**Что нужно сделать:**
[A] Перечислите всех людей, названных по имени в отрывке о насмешке над религией.
[B] Продолжите отрывок о насмешке над религией, начав сразу после его последнего предложения.

Тем не менее мы должны признать, что в применении оружия насмешки ко всему, что связано с религией, необходимы большой такт и осмотрительность. В произведении, о котором идет речь, встречаются места, где единственным оправданием автору может служить только его неудержимая потребность давать волю своей юмористической жилке; даже угрюмый Джон Нокс был не в силах противиться этому соблазну, описывая мученичество своего друга Уисхарта или убийство своего врага Битона; его ученый и добросовестный биограф, пытаясь оправдать эту смесь шутки и серьезности, ссылается именно на непреодолимое искушение и, опровергая обвинение, выдвинутое Юмом против Нокса, говорит:

Есть писатели, способные писать о самых священных предметах с легкостью, стоящей на грани богохульства. Должны ли мы безоговорочно объявлять их нечестивцами, и неужели нельзя ничего отнести за счет естественной склонности к остроумию и насмешке? Шутки, которыми Нокс пересыпает свой рассказ о его (кардинала Битона) смерти и погребении, безвкусны и неуместны. Но дело здесь не в удовольствии, которое ему доставляло описание кровавой сцены, а в неудержимой тяге к юмору. Те, кто внимательно читал его историю, несомненно заметили, что он не властен подавить эту склонность даже в очень серьезных случаях (Мак-Край, Жизнь Нокса, стр. 147).

[Строки из набора данных для разметки рамками]
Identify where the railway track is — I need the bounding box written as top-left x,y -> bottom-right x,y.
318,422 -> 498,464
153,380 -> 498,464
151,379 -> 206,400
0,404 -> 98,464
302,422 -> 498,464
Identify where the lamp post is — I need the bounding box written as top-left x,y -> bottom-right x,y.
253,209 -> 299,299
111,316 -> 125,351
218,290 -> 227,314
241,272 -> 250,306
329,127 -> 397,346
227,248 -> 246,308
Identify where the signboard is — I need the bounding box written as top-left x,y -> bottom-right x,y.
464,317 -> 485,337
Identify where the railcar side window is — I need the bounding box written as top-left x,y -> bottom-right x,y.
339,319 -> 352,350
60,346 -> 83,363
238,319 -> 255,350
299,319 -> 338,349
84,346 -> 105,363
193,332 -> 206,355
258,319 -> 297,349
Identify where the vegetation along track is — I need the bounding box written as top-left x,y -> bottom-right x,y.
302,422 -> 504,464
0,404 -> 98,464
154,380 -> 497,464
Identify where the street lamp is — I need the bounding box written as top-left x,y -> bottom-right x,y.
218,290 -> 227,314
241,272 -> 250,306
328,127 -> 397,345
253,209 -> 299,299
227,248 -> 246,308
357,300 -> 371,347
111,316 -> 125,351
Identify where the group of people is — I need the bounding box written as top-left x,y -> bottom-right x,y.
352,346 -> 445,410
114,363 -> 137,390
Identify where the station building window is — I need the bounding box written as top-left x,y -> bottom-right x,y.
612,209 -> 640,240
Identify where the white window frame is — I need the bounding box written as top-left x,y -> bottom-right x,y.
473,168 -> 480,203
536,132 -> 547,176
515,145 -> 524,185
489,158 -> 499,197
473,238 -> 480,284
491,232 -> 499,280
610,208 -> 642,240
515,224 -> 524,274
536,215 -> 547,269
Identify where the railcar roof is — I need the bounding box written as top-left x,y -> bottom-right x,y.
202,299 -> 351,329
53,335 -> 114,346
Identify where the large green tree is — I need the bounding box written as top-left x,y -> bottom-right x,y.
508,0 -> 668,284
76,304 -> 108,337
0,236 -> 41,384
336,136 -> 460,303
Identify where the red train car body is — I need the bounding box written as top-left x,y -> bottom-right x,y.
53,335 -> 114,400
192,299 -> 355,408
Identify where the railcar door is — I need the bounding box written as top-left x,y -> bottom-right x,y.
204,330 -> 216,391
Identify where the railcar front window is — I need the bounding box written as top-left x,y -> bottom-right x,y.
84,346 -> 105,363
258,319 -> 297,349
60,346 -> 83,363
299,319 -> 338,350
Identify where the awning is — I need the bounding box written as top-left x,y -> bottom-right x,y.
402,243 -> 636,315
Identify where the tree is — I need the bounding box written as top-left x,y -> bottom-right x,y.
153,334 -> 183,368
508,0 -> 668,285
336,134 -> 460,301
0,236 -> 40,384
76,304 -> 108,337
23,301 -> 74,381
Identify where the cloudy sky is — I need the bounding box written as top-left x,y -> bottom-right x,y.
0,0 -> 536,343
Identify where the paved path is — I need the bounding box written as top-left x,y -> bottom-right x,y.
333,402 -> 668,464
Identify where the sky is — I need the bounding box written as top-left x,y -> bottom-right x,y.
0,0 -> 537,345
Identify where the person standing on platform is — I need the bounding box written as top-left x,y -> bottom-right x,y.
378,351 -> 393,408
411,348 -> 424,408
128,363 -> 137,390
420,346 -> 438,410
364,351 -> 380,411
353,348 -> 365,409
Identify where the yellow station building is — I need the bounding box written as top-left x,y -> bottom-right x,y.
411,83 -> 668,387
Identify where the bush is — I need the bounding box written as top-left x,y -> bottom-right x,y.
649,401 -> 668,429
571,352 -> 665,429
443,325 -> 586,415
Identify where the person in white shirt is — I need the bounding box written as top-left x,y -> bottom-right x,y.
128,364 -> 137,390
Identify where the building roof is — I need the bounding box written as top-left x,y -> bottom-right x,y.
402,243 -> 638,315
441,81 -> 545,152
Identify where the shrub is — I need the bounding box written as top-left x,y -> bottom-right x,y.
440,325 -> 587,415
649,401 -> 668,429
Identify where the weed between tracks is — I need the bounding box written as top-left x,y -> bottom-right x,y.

**Ответы к заданию:**
[A] Джон Нокс, Уисхарт, кардинал Битон, Юм, Мак-Край.

[B]
Сам доктор Мак-Край дал нам наглядный пример, как пресвитерианское духовенство даже самого строгого толка потакало этой vis comica. {Комической силе (лат.).} Охарактеризовав одно полемическое произведение как "остроумно построенное и местами оживленное комическими штрихами", он приводит для украшения собственных своих страниц (ибо мы не можем обнаружить в этой истории никакой назидательной цели) смешную пародию, сочиненную невежественным приходским священником на слова одного псалма - слова слишком священные, чтобы приводить их здесь. Наше невинное подшучивание нельзя в данном случае ставить на одну доску с шутками ученого биографа Джона Нокса, но мы вполне понимаем, что его авторитет может считаться в Шотландии решающим по вопросу о том, до какого предела дозволено юмористу изощрять свое остроумие на библейских текстах, не подвергаясь осуждению даже со стороны самых суровых служителей церкви.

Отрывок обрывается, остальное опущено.